● SOURCE PASSAGE:
-- begin --

OPINION OF THE COURT
GERALD McLAUGHLIN, Circuit Judge.
This appeal involves solely the question of whether counsel fees are allowable under Section 102 of the Labor-Management Reporting and Disclosure Act of 1959 (LMRDA), 73 Stat. 523 (1959), 29 U.S.C. 412 (1964).
Appellant Robert Gartner was fined and suspended from Local 492 of the American Bakery and Confectionery Workers International Union, AFL-CIO, allegedly for protesting a denial of voting rights to union members. Gartner's appeal to the Union International was turned down and on June 24, 1963 he instituted this action under the Labor-Management Reporting and Disclosure Act of 1959. Aside from injunctive relief appellant sought counsel fees and other expenses incurred in pursuit of his rights under the LMRDA. The Court below found that the action taken by the union was in violation of 29 U.S.C.A. 411(a)(2) and 529, Sections 101(a)(2) and 609 of the Act. Although a permanent injunction in favor of appellant was filed on April 18, 1966, Gartner's claim for money damages was rejected by the District Court. Discussing the findings of fact the District Judge concluded that counsel fees could not be awarded under Section 102. We believe that decision must be reversed.
Title I of the LMRDA is the so-called civil rights provision of the Act. These rights are those possessed by the rank and file union members and are enumerated in Section 101. Section 102 provides for civil enforcement in the event a person's rights under Title I have been infringed upon. Section 102 reads:
'Any person whose rights secured by the provisions of this subchapter have been infringed by any violation of this subchapter may bring a civil action in a district court of the United States for such relief (including injunctions) as may be appropriate. Any such action against a labor organization shall be brought in the district court of the United States for the district where the alleged violation occurred, or where the principal office of such labor organization is located.'
The LMRDA originated with the reporting of the Kennedy-Ervin Bill to the Senate by the Committee on Labor and Public Welfare on April 14, 1959. However, that bill made no mention of a union member's bill of rights. The bill of rights along with the section pertaining to the civil enforement of those rights was proposed as an amendment to the Kennedy-Ervin Bill by Senator McClellan. The enforcement section of that amendment provided:
'The Secretary, whenever it shall appear that any person has violated or is about to violate any of the provisions of this title, may bring an action in a district court or other court of the United States for such relief as may be appropriate including, but without limitation, injunctions to restrain any such violations and to compel compliance with this title. Any such action against a labor organization may be brought in the United States District Court for the District of Columbia or in the district court or other court of the United States where the violation occurred or is about to occur.' Leg.Hist., Vol. II, p. 1102.

-- end --

● EXERCISE 1:
Find every line in the entries below that contains the word "swimming", and copy each of those lines.

● THE DATA:
-- begin --

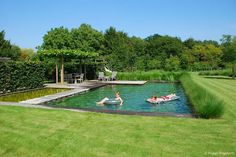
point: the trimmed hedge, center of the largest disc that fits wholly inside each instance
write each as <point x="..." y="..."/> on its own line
<point x="16" y="76"/>
<point x="206" y="105"/>
<point x="155" y="75"/>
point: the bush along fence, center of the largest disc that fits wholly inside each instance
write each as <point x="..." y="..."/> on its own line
<point x="150" y="75"/>
<point x="205" y="104"/>
<point x="16" y="76"/>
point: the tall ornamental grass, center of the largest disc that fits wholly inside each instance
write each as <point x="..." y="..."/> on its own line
<point x="149" y="75"/>
<point x="206" y="104"/>
<point x="226" y="72"/>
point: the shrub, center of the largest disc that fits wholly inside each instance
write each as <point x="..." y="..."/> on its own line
<point x="206" y="105"/>
<point x="20" y="75"/>
<point x="150" y="75"/>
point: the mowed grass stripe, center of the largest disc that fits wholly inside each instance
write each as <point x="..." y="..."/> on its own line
<point x="217" y="87"/>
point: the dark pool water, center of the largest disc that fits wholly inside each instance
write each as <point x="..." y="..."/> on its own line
<point x="134" y="98"/>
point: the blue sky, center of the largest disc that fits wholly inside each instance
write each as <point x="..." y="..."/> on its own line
<point x="26" y="21"/>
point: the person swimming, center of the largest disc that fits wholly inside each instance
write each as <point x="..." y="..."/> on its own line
<point x="117" y="97"/>
<point x="155" y="99"/>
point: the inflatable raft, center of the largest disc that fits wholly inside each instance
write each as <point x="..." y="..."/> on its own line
<point x="112" y="102"/>
<point x="160" y="100"/>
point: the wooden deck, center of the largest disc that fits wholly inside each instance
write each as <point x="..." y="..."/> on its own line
<point x="76" y="89"/>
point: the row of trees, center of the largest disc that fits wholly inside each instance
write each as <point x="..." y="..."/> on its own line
<point x="124" y="53"/>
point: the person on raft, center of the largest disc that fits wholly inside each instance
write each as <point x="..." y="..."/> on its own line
<point x="155" y="99"/>
<point x="117" y="97"/>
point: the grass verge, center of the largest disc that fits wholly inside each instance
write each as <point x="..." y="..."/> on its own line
<point x="156" y="75"/>
<point x="206" y="104"/>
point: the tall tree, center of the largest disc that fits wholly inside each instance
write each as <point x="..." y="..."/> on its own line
<point x="7" y="49"/>
<point x="87" y="39"/>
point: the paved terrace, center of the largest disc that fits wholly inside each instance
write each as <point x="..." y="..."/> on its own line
<point x="75" y="89"/>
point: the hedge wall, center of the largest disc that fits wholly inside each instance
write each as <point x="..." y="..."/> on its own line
<point x="20" y="75"/>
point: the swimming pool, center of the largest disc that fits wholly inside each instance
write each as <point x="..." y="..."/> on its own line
<point x="134" y="99"/>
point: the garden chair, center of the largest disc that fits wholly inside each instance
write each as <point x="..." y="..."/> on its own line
<point x="101" y="76"/>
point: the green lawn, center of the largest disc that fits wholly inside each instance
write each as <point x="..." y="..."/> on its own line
<point x="42" y="132"/>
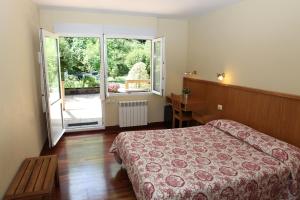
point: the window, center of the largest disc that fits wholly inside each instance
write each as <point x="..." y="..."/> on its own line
<point x="134" y="65"/>
<point x="158" y="66"/>
<point x="128" y="65"/>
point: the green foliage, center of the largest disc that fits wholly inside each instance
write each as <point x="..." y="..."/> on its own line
<point x="124" y="53"/>
<point x="74" y="82"/>
<point x="138" y="72"/>
<point x="79" y="55"/>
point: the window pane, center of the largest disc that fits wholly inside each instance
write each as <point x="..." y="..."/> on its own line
<point x="128" y="65"/>
<point x="80" y="62"/>
<point x="51" y="56"/>
<point x="157" y="66"/>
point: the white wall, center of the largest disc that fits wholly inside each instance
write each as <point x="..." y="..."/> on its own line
<point x="255" y="42"/>
<point x="175" y="31"/>
<point x="21" y="131"/>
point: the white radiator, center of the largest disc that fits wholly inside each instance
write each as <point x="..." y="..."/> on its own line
<point x="133" y="113"/>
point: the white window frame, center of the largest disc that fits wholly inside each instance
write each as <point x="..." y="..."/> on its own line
<point x="162" y="70"/>
<point x="134" y="93"/>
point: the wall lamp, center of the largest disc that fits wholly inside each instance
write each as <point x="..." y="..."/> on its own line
<point x="221" y="76"/>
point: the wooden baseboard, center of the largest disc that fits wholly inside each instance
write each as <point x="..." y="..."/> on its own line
<point x="154" y="125"/>
<point x="109" y="129"/>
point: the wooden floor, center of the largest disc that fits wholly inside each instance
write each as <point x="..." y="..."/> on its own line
<point x="87" y="170"/>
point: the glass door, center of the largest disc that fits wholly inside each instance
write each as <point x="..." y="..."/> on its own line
<point x="51" y="85"/>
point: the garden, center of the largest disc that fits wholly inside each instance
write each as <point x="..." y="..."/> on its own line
<point x="128" y="63"/>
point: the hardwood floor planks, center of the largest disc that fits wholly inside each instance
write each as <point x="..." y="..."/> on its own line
<point x="87" y="171"/>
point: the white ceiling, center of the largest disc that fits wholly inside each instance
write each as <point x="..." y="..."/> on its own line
<point x="148" y="7"/>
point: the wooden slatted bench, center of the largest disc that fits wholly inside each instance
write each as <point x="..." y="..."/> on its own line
<point x="35" y="179"/>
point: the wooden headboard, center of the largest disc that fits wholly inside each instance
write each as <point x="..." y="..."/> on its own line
<point x="275" y="114"/>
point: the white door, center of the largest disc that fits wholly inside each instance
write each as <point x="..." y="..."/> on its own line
<point x="158" y="66"/>
<point x="51" y="85"/>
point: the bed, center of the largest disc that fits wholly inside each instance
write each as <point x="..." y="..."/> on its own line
<point x="220" y="160"/>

-- end --

● EXERCISE 2:
From the court opinion above, extract the passage from "This appeal involves" to "U.S.C. 412 (1964)." word for word.

● CORRECT RESULT 1:
point: the person swimming, center of the largest disc that fits wholly inside each instance
point: the swimming pool, center of the largest disc that fits wholly inside each instance

● CORRECT RESULT 2:
This appeal involves solely the question of whether counsel fees are allowable under Section 102 of the Labor-Management Reporting and Disclosure Act of 1959 (LMRDA), 73 Stat. 523 (1959), 29 U.S.C. 412 (1964).